## Data rows
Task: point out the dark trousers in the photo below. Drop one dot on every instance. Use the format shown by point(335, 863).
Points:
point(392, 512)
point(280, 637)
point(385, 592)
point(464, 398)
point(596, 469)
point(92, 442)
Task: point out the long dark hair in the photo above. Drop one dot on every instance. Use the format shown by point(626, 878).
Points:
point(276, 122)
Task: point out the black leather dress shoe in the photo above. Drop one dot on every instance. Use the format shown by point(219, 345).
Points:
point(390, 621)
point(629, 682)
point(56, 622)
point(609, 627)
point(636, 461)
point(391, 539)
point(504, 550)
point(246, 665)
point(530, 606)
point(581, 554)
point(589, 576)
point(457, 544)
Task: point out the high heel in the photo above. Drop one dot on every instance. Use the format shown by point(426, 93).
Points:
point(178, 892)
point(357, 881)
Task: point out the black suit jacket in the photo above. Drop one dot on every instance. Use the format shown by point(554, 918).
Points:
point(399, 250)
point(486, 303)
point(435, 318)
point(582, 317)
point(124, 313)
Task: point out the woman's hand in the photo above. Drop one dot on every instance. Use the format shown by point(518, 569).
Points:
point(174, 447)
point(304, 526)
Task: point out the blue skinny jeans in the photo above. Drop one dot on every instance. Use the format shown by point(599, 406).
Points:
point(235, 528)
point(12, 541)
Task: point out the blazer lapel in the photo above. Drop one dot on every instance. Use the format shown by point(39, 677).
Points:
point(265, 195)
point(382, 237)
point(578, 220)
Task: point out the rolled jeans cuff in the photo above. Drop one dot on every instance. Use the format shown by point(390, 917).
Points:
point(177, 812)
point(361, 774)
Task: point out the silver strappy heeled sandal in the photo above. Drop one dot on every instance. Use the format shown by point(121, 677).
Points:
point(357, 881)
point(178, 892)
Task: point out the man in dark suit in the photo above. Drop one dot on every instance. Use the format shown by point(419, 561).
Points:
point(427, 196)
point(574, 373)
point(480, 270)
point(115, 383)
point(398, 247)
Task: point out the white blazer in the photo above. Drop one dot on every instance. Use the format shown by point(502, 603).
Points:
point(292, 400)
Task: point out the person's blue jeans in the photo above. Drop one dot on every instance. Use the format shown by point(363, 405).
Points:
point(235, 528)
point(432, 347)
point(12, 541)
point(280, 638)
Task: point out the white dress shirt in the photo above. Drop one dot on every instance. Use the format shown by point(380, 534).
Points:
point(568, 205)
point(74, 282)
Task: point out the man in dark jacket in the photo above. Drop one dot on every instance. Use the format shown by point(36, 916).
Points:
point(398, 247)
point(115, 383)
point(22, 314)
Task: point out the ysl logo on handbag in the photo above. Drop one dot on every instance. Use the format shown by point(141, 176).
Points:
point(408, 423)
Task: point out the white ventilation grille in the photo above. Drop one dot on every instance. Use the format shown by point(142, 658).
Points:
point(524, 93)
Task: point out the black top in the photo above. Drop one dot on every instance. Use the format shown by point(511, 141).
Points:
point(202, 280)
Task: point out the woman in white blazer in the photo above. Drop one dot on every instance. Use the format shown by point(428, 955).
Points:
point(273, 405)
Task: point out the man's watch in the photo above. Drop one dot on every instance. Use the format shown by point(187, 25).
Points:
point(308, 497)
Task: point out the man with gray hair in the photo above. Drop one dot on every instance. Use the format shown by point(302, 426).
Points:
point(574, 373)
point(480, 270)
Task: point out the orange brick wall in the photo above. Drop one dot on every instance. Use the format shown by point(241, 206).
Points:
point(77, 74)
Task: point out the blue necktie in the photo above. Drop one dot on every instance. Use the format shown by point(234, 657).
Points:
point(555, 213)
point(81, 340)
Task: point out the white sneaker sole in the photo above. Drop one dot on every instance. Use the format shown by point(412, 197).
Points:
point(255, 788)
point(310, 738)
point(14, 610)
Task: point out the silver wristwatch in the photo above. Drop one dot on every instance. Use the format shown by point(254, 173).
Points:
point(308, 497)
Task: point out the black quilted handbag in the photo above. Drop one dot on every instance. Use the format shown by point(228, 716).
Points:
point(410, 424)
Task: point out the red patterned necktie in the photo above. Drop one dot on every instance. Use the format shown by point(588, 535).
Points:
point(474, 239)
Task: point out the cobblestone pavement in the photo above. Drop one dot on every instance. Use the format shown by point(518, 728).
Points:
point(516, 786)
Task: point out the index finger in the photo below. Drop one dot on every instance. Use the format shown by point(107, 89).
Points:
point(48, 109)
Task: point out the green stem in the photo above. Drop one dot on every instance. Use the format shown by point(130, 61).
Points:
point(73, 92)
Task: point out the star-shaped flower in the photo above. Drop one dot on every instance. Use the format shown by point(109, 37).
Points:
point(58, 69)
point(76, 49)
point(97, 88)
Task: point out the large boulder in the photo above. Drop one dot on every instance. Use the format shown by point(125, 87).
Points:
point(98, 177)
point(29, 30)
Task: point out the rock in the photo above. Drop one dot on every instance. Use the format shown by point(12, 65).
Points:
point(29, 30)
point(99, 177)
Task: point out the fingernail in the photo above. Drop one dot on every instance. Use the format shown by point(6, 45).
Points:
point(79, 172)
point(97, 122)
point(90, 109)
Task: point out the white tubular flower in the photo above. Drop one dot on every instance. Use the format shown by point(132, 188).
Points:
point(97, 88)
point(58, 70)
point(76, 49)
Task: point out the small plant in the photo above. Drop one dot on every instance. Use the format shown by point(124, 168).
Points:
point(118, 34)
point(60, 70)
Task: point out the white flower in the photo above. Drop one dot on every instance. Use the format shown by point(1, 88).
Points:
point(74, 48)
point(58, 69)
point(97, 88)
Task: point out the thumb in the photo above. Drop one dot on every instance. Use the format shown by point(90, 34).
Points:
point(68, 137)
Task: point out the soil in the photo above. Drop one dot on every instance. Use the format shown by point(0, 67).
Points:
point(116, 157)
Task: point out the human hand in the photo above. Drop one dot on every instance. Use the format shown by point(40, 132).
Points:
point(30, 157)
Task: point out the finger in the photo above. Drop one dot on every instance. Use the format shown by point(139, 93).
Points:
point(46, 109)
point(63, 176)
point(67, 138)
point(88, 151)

## Goal
Rewrite all of the lines above, putting "each instance" wherever "every instance" appears and leaving everything else unchanged.

## Task answer
Task: point out the dark trousers in the photo below. Drop one dot on each instance. Use the format shown by point(335, 863).
Points:
point(392, 512)
point(280, 637)
point(385, 592)
point(464, 398)
point(596, 469)
point(92, 442)
Task: point out the long dark hair in the photo above. Drop one dot on each instance. Use the format shown by point(626, 878).
Points:
point(276, 122)
Task: point out the black leather dress shoe in the photo above. Drop one dot on each instance. Use the format shown by point(219, 345).
Points:
point(390, 621)
point(629, 682)
point(56, 622)
point(609, 627)
point(636, 461)
point(391, 539)
point(504, 550)
point(246, 665)
point(530, 606)
point(581, 554)
point(589, 576)
point(457, 544)
Task: point out the high heel in the photo above. Drop one dot on each instance. Use the format shown by point(426, 93).
Points:
point(178, 892)
point(357, 881)
Task: point out the black suit jacket in the photo above. Drop one dot on each instance. Use the format shown by point(554, 918).
Points:
point(399, 250)
point(486, 303)
point(435, 318)
point(582, 317)
point(124, 313)
Task: point out the woman's hand in the photo above. Drop one dot on each instance. Use the format shown by point(518, 569).
Points:
point(174, 447)
point(304, 526)
Task: point out the blue skinny jeans in the photo above. Drop one dot on each instance. Use the format shown by point(599, 406).
Points:
point(235, 528)
point(12, 541)
Task: point out the blazer lapel in the photo above. Drop one dot on each instance. Use the format shown by point(39, 677).
Points:
point(265, 195)
point(382, 237)
point(578, 220)
Task: point out the rolled jeans cuff in the photo above. Drop one dot on each instance. Use the format shown by point(390, 917).
Points:
point(177, 812)
point(361, 774)
Task: point out the silver strappy heeled sandal in the photo above. Drop one dot on each instance. Use the format shown by point(121, 677).
Points:
point(357, 881)
point(178, 892)
Task: point out the man in dark suit in the photo above. Drop one dot on each instance. Use the format shown by point(419, 561).
Points:
point(427, 196)
point(574, 373)
point(480, 270)
point(115, 383)
point(398, 247)
Task: point out the white blazer in the photo above. Drop one dot on each instance. Use the format shown by point(502, 603).
Points:
point(292, 400)
Task: point out the person's blue jeans in the photo above. Drop one dot on each instance. Use the format shown by point(363, 405).
Points:
point(235, 528)
point(432, 347)
point(12, 541)
point(280, 638)
Task: point out the white dress shirt in the photo above. Drop one dot on each instance. Use the format shown by point(380, 534).
Points:
point(568, 205)
point(74, 282)
Task: point out the man in dark jacket in the photo above. Drop one dot on each instance. Use the format shown by point(36, 916).
Points:
point(398, 247)
point(115, 383)
point(22, 314)
Task: point out the ysl logo on handbag in the photo above. Drop one dot on each instance. Use the format shown by point(141, 176).
Points:
point(408, 423)
Task: point out the white ventilation grille in the photo above. Drop one dot on each instance. Use the format shown by point(142, 658).
Points:
point(524, 93)
Task: point out the black top in the photo above. Drop one dot on each instance. Use the format shown by point(511, 141).
Points:
point(202, 280)
Task: point out the woman in white blazer in the photo above. Drop one dot on each instance. Use the format shown by point(428, 955).
Points:
point(273, 405)
Task: point out the man's watch in the photo above. Drop one dot on each instance. Use the format shown by point(187, 25).
Points:
point(308, 497)
Task: point out the man with gray hair in the photo above. Drop one dot on each instance. Use the format shown by point(302, 426).
Points:
point(574, 373)
point(480, 270)
Task: point out the orange brick wall in the photo above. Drop one dot on each instance. Use the format shown by point(241, 206).
Points:
point(77, 74)
Task: point out the blue necktie in the photo above. Drop one dot on each instance. Use the format shown by point(234, 657).
Points:
point(555, 213)
point(81, 340)
Task: point out the white sneaker sole in the photo above. Drop one dot on each instance. Use the format shown by point(412, 197).
Points:
point(255, 788)
point(310, 738)
point(14, 610)
Task: point out the silver wristwatch in the photo above. Drop one dot on each instance. Use the format shown by point(254, 173).
Points:
point(308, 497)
Task: point out the black quilted handbag in the photo above. Drop one dot on each instance. Use the format shown by point(228, 716).
Points:
point(410, 424)
Task: point out the red patterned necktie in the photo above. Drop one dot on each instance. Use the format shown by point(588, 535).
Points:
point(474, 239)
Task: point out the cobblestone pavement in the photo above. Drop one dot on each instance. Use the format shown by point(518, 728).
Points:
point(516, 786)
Task: point out the index finger in the photo below. Drop one dot on each instance. Use the format shown by point(107, 89).
Points:
point(48, 109)
Task: point out the green stem in the photo above. Drop one dot on each instance. Use the format shown by point(130, 61).
Points:
point(73, 92)
Task: point out the star-shaped flower in the photo above. Drop one dot on each instance. Use the format shown by point(109, 37).
Points:
point(58, 69)
point(76, 49)
point(97, 88)
Task: point out the large boulder in the photo above. Drop one dot on each instance. Use the format shown by point(125, 87).
Points:
point(98, 177)
point(29, 30)
Task: point out the rock in the photo above. Drop one dot on each instance. Use the format shown by point(12, 65).
Points:
point(29, 30)
point(99, 177)
Task: point out the fingernail in the photo above. Drop one dot on each instance. Use the format shown by point(6, 45).
Points:
point(79, 172)
point(97, 122)
point(90, 109)
Task: point out the white tubular flower in the photo above. Drop one dot on each instance. Use the format shown by point(132, 188).
Points:
point(97, 88)
point(58, 70)
point(76, 49)
Task: point out the small plant in the photo above. Drop one dot on each instance. Use the format shown by point(124, 168).
Points:
point(118, 34)
point(60, 70)
Task: point out the white flower in the photo above. Drop one dot on each instance. Use the format shown by point(1, 88).
Points:
point(74, 48)
point(58, 69)
point(97, 88)
Task: point out the thumb in the photo above. Drop one dot on each instance. Use the format shown by point(90, 34).
Points:
point(68, 137)
Task: point out the soil in the photo above. Drop one dot on each instance. Use the format shown by point(0, 67).
Points:
point(116, 157)
Task: point out the human hand in the photo above. Drop one dot on each instance. Use the format shown by point(40, 132).
Points:
point(30, 157)
Task: point out the finger in the photo above. Drop one dot on each instance. Use the format shown by point(139, 93).
Points:
point(46, 109)
point(63, 176)
point(67, 138)
point(88, 151)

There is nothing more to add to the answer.